- [WHAT NEEDS TO BE DONE]
The data follows this line. Copy verbatim the line with "In this exercise you will indicate the valley" and each line after it to the end.

- [DATA SHOWN]
= = = = =

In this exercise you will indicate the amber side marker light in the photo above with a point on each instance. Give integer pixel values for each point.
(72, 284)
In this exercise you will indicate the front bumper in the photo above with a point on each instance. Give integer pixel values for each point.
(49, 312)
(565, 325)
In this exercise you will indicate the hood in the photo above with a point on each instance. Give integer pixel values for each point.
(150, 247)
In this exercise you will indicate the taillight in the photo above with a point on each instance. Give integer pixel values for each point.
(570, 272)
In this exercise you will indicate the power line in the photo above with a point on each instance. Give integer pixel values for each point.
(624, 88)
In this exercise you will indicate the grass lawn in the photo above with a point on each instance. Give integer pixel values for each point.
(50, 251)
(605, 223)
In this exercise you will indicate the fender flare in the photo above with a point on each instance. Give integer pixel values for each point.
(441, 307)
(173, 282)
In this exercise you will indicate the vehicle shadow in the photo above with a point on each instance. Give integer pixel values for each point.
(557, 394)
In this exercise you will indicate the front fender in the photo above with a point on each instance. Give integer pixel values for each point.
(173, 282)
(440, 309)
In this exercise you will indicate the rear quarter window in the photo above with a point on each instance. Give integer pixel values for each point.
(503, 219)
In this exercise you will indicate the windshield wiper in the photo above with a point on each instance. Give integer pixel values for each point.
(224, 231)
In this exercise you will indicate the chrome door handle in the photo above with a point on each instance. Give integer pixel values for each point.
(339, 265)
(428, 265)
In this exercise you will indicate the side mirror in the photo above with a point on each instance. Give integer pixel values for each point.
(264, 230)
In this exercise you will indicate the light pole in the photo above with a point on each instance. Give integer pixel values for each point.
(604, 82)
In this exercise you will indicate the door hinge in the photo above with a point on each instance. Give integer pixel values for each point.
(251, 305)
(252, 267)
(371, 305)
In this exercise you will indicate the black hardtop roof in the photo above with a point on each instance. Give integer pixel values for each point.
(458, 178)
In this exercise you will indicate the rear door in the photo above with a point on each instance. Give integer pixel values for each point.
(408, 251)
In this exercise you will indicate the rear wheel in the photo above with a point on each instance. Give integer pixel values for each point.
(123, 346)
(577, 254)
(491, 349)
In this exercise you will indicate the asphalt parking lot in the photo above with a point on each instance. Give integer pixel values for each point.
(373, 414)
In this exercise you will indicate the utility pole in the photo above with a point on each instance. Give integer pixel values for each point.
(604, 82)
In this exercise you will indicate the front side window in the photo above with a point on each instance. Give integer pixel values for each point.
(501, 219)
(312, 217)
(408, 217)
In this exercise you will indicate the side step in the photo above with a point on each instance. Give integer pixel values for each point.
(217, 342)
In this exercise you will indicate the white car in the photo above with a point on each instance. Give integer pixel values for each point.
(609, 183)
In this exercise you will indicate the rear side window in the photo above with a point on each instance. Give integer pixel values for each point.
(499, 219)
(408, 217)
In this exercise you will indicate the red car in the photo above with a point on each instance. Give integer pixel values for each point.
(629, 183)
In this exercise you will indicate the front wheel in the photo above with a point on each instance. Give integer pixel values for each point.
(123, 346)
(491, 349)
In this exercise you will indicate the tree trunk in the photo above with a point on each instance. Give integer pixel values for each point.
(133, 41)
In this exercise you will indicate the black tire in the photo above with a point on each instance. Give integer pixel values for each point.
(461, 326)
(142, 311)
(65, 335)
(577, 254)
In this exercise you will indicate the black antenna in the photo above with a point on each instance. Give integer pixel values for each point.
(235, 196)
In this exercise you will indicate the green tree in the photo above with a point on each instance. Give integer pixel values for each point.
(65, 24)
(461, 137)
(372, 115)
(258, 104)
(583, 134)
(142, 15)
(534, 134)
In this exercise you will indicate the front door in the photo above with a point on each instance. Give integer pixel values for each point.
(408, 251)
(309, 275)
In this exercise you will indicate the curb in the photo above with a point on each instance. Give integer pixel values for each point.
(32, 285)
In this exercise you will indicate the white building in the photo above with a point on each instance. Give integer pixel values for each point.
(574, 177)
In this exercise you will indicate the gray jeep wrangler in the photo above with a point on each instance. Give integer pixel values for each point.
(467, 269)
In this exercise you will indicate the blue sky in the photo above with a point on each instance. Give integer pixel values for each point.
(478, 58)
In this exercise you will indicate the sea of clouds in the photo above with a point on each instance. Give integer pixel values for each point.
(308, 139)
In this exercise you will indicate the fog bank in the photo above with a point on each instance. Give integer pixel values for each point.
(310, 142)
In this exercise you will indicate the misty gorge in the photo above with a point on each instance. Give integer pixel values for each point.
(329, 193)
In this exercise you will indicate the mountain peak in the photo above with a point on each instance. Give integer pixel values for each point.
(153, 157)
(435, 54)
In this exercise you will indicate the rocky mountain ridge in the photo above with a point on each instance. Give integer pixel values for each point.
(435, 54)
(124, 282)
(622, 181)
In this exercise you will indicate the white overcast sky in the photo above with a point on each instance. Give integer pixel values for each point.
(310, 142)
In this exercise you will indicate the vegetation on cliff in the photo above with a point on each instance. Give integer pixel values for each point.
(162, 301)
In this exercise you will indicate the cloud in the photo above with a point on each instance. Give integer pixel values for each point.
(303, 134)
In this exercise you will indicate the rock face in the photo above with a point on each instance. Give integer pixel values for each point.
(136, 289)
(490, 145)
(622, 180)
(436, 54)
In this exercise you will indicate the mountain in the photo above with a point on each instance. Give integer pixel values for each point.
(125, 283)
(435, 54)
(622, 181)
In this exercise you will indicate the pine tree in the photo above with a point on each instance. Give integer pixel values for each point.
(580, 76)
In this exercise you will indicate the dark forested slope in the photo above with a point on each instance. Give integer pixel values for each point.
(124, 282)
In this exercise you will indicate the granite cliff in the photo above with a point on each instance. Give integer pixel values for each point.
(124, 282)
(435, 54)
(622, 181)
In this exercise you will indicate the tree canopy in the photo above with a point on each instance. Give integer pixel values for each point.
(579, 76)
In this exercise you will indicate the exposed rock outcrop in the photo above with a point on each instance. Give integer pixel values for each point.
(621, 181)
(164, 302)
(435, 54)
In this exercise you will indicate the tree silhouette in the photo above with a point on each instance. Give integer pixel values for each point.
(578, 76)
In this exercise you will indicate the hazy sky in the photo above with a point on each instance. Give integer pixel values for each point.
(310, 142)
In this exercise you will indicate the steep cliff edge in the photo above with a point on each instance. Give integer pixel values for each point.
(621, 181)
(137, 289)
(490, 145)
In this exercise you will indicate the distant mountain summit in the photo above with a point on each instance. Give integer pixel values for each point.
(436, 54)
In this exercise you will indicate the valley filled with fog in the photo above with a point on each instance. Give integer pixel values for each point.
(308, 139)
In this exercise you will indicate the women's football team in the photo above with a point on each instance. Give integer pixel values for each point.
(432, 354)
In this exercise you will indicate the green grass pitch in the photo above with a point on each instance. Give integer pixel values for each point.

= = = = =

- [OUTPUT FOR THIS EXERCISE]
In this exercise you will indicate the valley filled with fog in the photo above with a point on each instance. Give integer pixel values for each point.
(308, 139)
In this exercise you will indicate the women's football team in the photo above with a point on each instance. Give integer pixel values for each point.
(432, 354)
In this exercise you will indicate the green grass pitch in the photo above with a point on each instance. Give integer pixel values for each point.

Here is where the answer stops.